COSA FARE: Indica quante righe del materiale che segue contengono la stringa "jersey". Riporta soltanto il numero.

------------------------

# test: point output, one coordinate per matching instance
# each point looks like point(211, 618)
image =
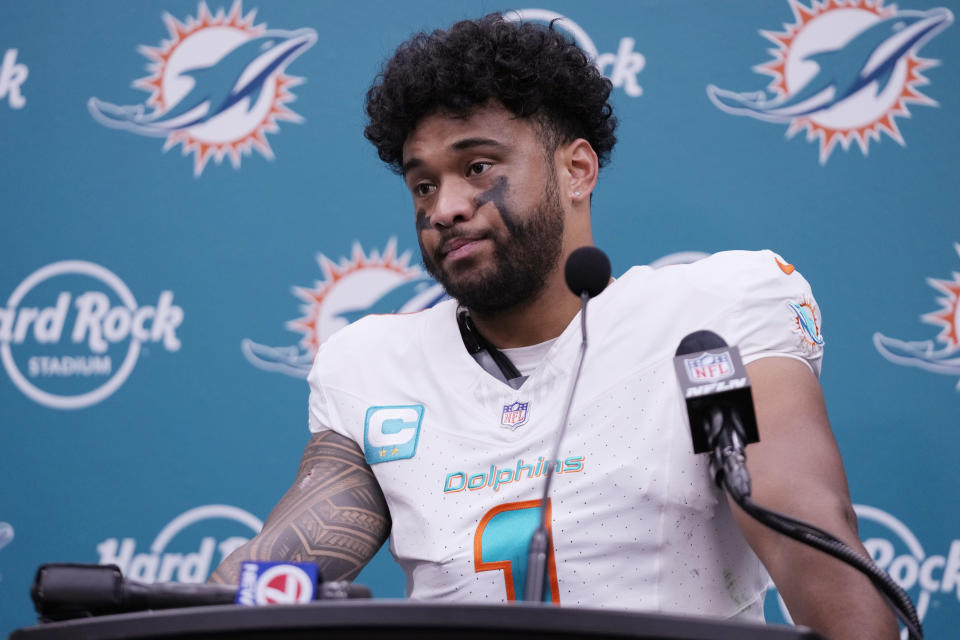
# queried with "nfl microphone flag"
point(713, 377)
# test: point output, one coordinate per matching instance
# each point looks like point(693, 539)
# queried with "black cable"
point(896, 598)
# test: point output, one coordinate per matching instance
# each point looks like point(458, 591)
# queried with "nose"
point(453, 204)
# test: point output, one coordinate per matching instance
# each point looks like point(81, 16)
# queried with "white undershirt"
point(525, 359)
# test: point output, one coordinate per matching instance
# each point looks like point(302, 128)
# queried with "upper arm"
point(797, 448)
point(796, 469)
point(334, 514)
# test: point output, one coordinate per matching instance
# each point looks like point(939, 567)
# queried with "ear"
point(577, 171)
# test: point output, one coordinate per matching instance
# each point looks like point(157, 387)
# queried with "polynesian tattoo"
point(334, 515)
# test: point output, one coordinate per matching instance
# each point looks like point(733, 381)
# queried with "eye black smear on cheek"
point(497, 195)
point(423, 222)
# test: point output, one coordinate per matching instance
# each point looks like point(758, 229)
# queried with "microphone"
point(63, 591)
point(722, 422)
point(719, 405)
point(587, 273)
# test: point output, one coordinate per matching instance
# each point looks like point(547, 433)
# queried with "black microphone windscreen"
point(587, 270)
point(700, 341)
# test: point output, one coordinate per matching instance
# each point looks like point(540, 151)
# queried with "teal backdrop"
point(189, 207)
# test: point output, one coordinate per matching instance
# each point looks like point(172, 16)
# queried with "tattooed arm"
point(334, 515)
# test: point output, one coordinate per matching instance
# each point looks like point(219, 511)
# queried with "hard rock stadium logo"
point(217, 86)
point(378, 283)
point(925, 354)
point(843, 71)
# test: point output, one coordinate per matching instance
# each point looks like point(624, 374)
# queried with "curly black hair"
point(532, 69)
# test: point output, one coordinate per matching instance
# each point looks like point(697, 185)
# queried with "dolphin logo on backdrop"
point(378, 283)
point(842, 72)
point(924, 353)
point(217, 86)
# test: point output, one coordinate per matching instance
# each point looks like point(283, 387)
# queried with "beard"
point(523, 257)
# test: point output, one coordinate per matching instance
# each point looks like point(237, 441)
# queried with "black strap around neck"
point(474, 341)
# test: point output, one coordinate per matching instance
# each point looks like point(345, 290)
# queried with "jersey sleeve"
point(323, 414)
point(774, 312)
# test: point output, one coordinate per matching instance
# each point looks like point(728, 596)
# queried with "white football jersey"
point(635, 520)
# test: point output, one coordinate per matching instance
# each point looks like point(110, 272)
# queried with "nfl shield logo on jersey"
point(514, 415)
point(709, 367)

------------------------

RISPOSTA: 3